**REQUIREMENT**
Put every line of the data below into a numbered list, one line per number, leaving out any blank lines.

+ + + + +

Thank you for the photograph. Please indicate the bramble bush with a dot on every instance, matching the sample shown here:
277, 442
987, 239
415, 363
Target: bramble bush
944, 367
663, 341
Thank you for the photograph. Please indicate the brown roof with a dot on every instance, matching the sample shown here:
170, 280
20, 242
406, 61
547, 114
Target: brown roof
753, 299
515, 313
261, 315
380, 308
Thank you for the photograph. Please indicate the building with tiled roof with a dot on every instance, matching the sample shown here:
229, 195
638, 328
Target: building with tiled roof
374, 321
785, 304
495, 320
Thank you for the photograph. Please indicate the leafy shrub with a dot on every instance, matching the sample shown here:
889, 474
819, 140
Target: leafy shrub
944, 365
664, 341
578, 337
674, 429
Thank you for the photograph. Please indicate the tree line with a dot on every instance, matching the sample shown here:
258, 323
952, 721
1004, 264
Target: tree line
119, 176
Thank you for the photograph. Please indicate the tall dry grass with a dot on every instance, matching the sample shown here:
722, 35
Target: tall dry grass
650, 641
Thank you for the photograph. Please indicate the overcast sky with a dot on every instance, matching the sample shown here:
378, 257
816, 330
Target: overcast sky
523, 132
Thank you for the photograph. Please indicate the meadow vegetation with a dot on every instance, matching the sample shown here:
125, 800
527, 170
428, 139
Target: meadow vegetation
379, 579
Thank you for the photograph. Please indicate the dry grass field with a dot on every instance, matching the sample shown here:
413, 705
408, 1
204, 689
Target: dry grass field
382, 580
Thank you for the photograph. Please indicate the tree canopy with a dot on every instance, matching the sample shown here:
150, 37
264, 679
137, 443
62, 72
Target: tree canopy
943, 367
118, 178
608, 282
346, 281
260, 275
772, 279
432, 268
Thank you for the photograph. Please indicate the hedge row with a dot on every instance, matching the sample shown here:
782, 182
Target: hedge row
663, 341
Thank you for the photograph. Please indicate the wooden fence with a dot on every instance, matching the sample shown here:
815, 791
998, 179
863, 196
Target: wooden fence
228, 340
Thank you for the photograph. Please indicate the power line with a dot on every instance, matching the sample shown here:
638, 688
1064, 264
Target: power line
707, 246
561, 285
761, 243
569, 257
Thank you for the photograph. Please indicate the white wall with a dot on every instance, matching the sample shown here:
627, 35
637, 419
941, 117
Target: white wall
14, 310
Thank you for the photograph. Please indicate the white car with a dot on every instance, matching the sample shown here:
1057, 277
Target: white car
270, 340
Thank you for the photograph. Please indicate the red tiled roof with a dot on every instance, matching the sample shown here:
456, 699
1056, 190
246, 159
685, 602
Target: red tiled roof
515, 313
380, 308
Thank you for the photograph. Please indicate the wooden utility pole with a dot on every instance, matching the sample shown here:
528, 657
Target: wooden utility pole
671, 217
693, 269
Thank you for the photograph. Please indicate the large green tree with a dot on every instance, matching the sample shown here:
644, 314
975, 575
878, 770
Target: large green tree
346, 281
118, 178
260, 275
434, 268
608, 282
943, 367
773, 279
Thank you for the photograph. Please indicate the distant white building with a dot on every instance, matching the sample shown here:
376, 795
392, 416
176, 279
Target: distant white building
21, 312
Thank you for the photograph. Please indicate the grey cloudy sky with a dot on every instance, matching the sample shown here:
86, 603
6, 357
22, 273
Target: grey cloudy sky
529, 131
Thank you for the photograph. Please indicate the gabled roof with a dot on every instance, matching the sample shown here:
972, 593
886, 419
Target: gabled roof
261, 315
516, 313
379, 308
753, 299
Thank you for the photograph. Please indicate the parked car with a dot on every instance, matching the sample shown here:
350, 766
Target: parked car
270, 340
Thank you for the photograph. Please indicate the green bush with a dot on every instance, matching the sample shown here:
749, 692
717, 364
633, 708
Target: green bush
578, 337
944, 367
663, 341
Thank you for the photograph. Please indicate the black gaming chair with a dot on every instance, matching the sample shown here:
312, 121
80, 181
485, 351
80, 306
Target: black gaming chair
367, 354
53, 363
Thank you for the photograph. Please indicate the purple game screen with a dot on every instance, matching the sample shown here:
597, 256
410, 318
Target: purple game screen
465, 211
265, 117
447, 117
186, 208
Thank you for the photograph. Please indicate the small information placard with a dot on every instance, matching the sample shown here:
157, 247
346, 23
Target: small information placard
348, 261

+ + + + +

**FULL ANSWER**
1. Thank you for the photograph. Please indicate the bramble bush with a dot on every instance, matching the sample shown here:
2. 277, 442
3. 987, 239
4. 415, 363
5. Target: bramble bush
6. 944, 367
7. 663, 341
8. Thank you for the photograph. Please indicate the brown roof with a dot on every instance, matching the sample shown here:
9. 170, 280
10. 20, 242
11. 406, 61
12. 547, 114
13. Target: brown roof
14. 753, 299
15. 515, 313
16. 261, 315
17. 380, 308
18. Thank you for the photograph. Please indicate the building with tiled roof with a dot on every instance, matching the sample shown here:
19. 229, 195
20. 638, 328
21. Target: building with tiled roof
22. 374, 321
23. 785, 304
24. 495, 320
25. Thank you for the photograph. Please indicate the leafy shrub with a dot on every instance, matching the sample shown here:
26. 889, 474
27. 819, 140
28. Target: leafy shrub
29. 944, 365
30. 664, 341
31. 578, 337
32. 674, 429
33. Thank you for the photograph. Please indicate the tree line with a dot on every instance, matching the sample shown here:
34. 258, 323
35. 952, 721
36. 1004, 264
37. Target: tree line
38. 119, 176
39. Thank you for the photograph. Please indicate the tall dry grass with a dot on every instance, matching the sample shown here:
40. 722, 35
41. Target: tall dry grass
42. 650, 641
43. Thank you for the photograph. Please indicate the overcast sky with a dot on every instance, matching the sample shown here:
44. 378, 257
45. 816, 330
46. Target: overcast sky
47. 523, 132
48. Thank you for the photograph. Please indicate the meadow vegetation with a dot on every instance, matching the sample shown here:
49. 125, 800
50. 527, 170
51. 428, 139
52. Target: meadow vegetation
53. 379, 579
54. Thank you for the photograph. Please indicate the dry grass field with a dot on every instance, matching the sample shown here:
55. 413, 705
56. 408, 1
57. 204, 689
58. Target: dry grass field
59. 382, 580
60. Thank you for the photograph. Please indicate the tree canopy with a dot on every instance, matching the sample shown here:
61. 150, 37
62. 264, 679
63. 137, 443
64. 62, 72
65. Target: tree canopy
66. 943, 367
67. 118, 178
68. 608, 282
69. 346, 281
70. 260, 275
71. 772, 279
72. 432, 268
73. Thank you for the photograph. Please indicate the hedge row with a dot on every instance, matching the sample shown here:
74. 782, 182
75. Target: hedge row
76. 663, 341
77. Thank you for the photograph. Please indicate the wooden fence with a dot on every instance, matching the sample shown here:
78. 815, 791
79. 998, 179
80. 863, 196
81. Target: wooden fence
82. 228, 340
83. Thank you for the photograph. Please indicate the power line with a dot on every instance, matching the sample shown here:
84. 638, 688
85. 1064, 264
86. Target: power line
87. 707, 246
88. 561, 285
89. 761, 243
90. 569, 257
91. Thank you for the photograph. Please indicate the white wall with a dot on every instance, matching the sample shown here:
92. 627, 35
93. 637, 419
94. 941, 117
95. Target: white wall
96. 14, 310
97. Thank you for the photograph. Please indicate the white car with a dot on every instance, matching the sample shown here:
98. 1057, 277
99. Target: white car
100. 270, 340
101. Thank you for the photograph. Please indicate the red tiled roof with a dot on every instance, matching the sample shown here:
102. 456, 699
103. 1056, 190
104. 246, 159
105. 685, 602
106. Target: red tiled roof
107. 515, 313
108. 380, 308
109. Thank you for the photograph. Please indicate the wooden utility pole with a dot on every instance, matching the sample shown here:
110. 528, 657
111. Target: wooden utility pole
112. 671, 217
113. 693, 269
114. Thank you for the photograph. Please indicate the large green tree with a dot on every instance, matching the sample shown here:
115. 644, 314
116. 975, 575
117. 878, 770
118. Target: large green tree
119. 346, 281
120. 118, 178
121. 260, 275
122. 434, 268
123. 608, 282
124. 943, 367
125. 773, 279
126. Thank you for the photograph. Please indicate the distant white building with a dot on every instance, matching the sample shown here:
127. 376, 795
128. 392, 416
129. 176, 279
130. Target: distant white building
131. 21, 312
132. Thank you for the photograph. Please indicate the grey cloudy sky with a dot on every instance, matching the sample shown here:
133. 86, 603
134. 6, 357
135. 22, 273
136. Target: grey cloudy sky
137. 529, 131
138. Thank you for the photograph. Please indicate the gabled roof with a dot on every instance, matching the sample shown here:
139. 972, 593
140. 886, 419
141. Target: gabled roof
142. 261, 315
143. 516, 313
144. 379, 308
145. 753, 299
146. Thank you for the photograph. Please indicate the parked car with a dot on every instance, matching the sample shown here:
147. 350, 766
148. Target: parked car
149. 270, 340
150. Thank you for the photograph. Please indicate the green bush with a dot on every instance, matching the sample shown here:
151. 749, 692
152. 717, 364
153. 633, 708
154. Target: green bush
155. 578, 337
156. 944, 367
157. 663, 341
158. Thank you for the photograph. Please indicate the black gaming chair with a dot on every instance, matching the sample shown here:
159. 312, 121
160. 80, 181
161. 485, 351
162. 80, 306
163. Target: black gaming chair
164. 367, 354
165. 53, 363
166. Thank you for the photograph. Please indicate the purple game screen with a dot on every instance, matching the sample shown here:
167. 597, 256
168. 410, 318
169. Target: purple game screen
170. 465, 211
171. 265, 117
172. 447, 117
173. 186, 208
174. Thank you for the photograph. Please indicate the small information placard with a dot on every instance, matching the sample shown here:
175. 157, 247
176. 346, 23
177. Target: small information placard
178. 348, 261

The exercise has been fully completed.